■ **Problem requirements**:
Reproduce the rows below word for word, starting with the line that contains "Target: glass light shade" and going on through the final line of the rows.

■ **Provided data**:
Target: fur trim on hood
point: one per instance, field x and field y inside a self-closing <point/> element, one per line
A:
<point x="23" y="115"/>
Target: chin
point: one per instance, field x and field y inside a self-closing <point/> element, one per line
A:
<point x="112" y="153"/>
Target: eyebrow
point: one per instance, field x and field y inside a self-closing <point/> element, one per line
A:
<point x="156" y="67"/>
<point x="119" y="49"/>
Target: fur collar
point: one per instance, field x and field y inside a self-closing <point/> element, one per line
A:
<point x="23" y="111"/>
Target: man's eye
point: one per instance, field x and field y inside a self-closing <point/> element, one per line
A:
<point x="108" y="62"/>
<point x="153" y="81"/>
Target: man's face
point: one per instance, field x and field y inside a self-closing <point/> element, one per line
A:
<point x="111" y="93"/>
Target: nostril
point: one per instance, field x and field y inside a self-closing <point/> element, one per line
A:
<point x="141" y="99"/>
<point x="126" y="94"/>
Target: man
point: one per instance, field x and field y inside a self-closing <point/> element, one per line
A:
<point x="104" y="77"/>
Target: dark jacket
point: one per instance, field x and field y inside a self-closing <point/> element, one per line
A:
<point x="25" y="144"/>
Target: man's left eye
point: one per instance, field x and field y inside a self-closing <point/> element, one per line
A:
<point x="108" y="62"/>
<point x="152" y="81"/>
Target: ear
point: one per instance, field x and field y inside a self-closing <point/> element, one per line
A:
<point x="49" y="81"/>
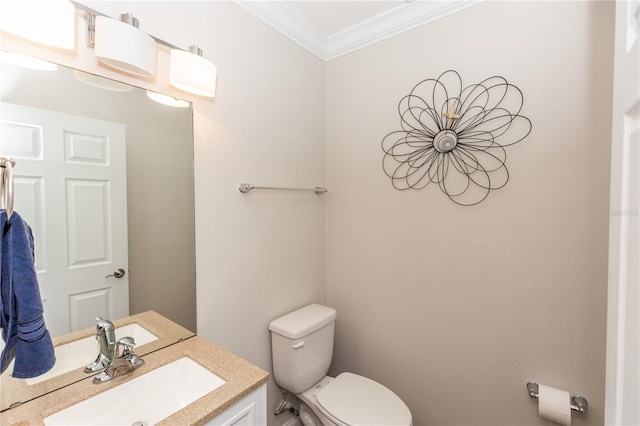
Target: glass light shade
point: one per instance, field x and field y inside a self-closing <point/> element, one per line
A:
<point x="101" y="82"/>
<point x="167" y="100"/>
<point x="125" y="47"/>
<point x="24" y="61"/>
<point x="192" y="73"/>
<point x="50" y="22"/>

■ **Result**:
Target: glass light shade
point: one per instance, field x and field y inside a self-closing <point/> element, one per line
A:
<point x="101" y="82"/>
<point x="167" y="100"/>
<point x="125" y="47"/>
<point x="24" y="61"/>
<point x="192" y="73"/>
<point x="50" y="22"/>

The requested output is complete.